- _EXERCISE PASSAGE_:
E-cigarettes have nicotine, other chemicals, FDA says ( Taipei Times )
More than 80 percent of electronic cigarettes (e-cigarettes) tested last year were found to contain nicotine, the Food and Drug Administration (FDA) said yesterday.
E-cigarettes are marketed by some vendors as aids to quit smoking, but e-cigarettes containing nicotine are illegal in Taiwan.
According to FDA section chief Lin Mei-chih (林美智), of the 395 seizures of e-cigarettes by local health officials, police and customs officers last year, 324 — or 82 percent — tested positive for nicotine.
“The number of confiscated e-cigarettes has increased more than 10-fold over the past two years, from only 36 in 2013, at which time the percentage of products found to contain nicotine was also more than 80 percent; 86 percent to be exact,” Lin said.
Nicotine has a stimulating effect on the central nervous system and can produce addiction and dependence. Long-term exposure to the substance can drive up blood pressure, accelerate the heart rate and suppress appetite, Lin added.
The administration also recently tested 31 e-cigarette refill liquid products seized by local health bureaus for the presence of nicotine and other toxic chemicals.
Seven of them were discovered to contain nicotine, as well as formaldehyde and acetaldehyde at levels ranging from 0.9 to 3.6 parts per million (ppm) and 0.7 to 2.5ppm respectively, the FDA said in a press release issued yesterday.

- _HOW TO COMPLETE THIS TASK_: Pick up the article on nicotine in e-cigarettes at its last sentence and write the next part. The records have no connection to the text.

- _RECORDS_:
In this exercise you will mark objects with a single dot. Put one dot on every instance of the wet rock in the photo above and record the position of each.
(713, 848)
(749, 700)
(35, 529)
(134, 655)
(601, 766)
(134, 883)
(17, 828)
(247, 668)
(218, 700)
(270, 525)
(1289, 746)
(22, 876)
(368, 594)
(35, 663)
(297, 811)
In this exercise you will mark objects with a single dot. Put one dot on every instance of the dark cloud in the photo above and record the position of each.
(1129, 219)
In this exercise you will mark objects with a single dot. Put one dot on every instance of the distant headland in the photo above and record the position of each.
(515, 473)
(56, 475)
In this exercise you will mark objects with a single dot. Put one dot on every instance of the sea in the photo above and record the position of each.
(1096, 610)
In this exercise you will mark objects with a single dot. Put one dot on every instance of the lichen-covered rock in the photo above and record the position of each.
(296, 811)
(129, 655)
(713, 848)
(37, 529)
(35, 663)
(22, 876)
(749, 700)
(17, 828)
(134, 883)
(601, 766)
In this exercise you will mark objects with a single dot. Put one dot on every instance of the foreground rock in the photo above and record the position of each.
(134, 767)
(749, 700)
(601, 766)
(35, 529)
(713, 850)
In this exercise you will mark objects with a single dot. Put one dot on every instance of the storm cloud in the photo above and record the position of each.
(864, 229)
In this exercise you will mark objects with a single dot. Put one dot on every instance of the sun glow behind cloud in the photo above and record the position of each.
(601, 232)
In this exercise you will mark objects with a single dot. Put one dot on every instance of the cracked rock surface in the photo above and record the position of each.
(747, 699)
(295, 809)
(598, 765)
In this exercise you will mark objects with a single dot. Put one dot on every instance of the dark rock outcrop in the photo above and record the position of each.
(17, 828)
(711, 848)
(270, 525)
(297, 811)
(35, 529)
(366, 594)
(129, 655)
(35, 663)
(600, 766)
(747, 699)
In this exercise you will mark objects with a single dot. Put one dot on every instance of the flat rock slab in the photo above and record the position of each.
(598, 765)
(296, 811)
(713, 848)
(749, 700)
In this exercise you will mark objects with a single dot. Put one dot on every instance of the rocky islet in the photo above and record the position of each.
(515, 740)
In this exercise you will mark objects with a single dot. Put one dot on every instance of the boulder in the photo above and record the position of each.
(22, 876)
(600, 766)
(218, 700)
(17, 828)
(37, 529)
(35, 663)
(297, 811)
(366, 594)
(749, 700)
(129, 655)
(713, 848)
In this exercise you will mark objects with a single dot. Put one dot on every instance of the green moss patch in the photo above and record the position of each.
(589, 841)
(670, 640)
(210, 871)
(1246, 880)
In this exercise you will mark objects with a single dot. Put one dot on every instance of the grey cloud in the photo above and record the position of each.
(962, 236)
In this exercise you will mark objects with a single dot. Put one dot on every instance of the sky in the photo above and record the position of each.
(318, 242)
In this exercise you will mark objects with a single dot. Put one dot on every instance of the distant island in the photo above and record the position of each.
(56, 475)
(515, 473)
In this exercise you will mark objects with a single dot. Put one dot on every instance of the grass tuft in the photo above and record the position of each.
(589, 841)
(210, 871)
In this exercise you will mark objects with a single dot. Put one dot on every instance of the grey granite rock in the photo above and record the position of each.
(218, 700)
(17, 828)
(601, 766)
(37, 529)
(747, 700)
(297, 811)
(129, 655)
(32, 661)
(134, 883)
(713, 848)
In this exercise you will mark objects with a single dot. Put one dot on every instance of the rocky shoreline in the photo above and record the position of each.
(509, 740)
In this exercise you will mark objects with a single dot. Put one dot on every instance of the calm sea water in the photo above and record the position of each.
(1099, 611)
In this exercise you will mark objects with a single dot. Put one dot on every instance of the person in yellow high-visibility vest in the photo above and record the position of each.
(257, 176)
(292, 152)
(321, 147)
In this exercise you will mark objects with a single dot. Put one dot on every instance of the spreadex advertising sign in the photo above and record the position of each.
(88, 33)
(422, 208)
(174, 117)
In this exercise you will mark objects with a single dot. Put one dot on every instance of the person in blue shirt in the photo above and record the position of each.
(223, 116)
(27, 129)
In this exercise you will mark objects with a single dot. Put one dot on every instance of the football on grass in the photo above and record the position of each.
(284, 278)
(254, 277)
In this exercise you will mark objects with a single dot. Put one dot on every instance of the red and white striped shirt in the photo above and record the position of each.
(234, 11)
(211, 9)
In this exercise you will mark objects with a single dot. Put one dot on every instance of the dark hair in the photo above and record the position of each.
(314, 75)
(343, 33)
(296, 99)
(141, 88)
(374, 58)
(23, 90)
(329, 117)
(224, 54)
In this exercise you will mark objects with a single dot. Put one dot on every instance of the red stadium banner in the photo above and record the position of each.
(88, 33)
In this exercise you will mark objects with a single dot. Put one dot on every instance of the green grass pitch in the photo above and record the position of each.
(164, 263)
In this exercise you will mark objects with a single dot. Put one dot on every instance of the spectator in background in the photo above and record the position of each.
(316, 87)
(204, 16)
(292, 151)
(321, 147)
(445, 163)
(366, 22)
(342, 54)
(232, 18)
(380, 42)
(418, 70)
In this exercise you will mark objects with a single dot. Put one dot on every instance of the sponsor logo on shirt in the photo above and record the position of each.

- _OUTPUT_:
“The other 24 tested samples were free of nicotine, but all contained between 0.6 and 3.2ppm of formaldehyde,” the agency said, adding that exposure to formaldehyde or acetaldehyde can irritate the eyes and the respiratory system and lead to chronic respiratory diseases with long-term contact.
E-cigarettes that contain nicotine are classified as a regulated drug subjected to the Pharmaceutical Affairs Act (藥事法). Since the classification in March 2009, no such product has been granted a sales permit by the government due to the act’s relatively stringent regulations.
Under the law, manufacturing or importing electronic cigarettes carries a maximum prison term of 10 years and a fine of up to NT$10 million (US$317,400), while sellers of the product can face a seven-year jail sentence and a NT$5 million fine.
As for nicotine-free e-cigarettes, those claiming to be able to assist smokers to stop or reduce their habits, or assuage nicotine withdrawal symptoms, may be subject to a fine of between NT$600,000 and NT$25 million.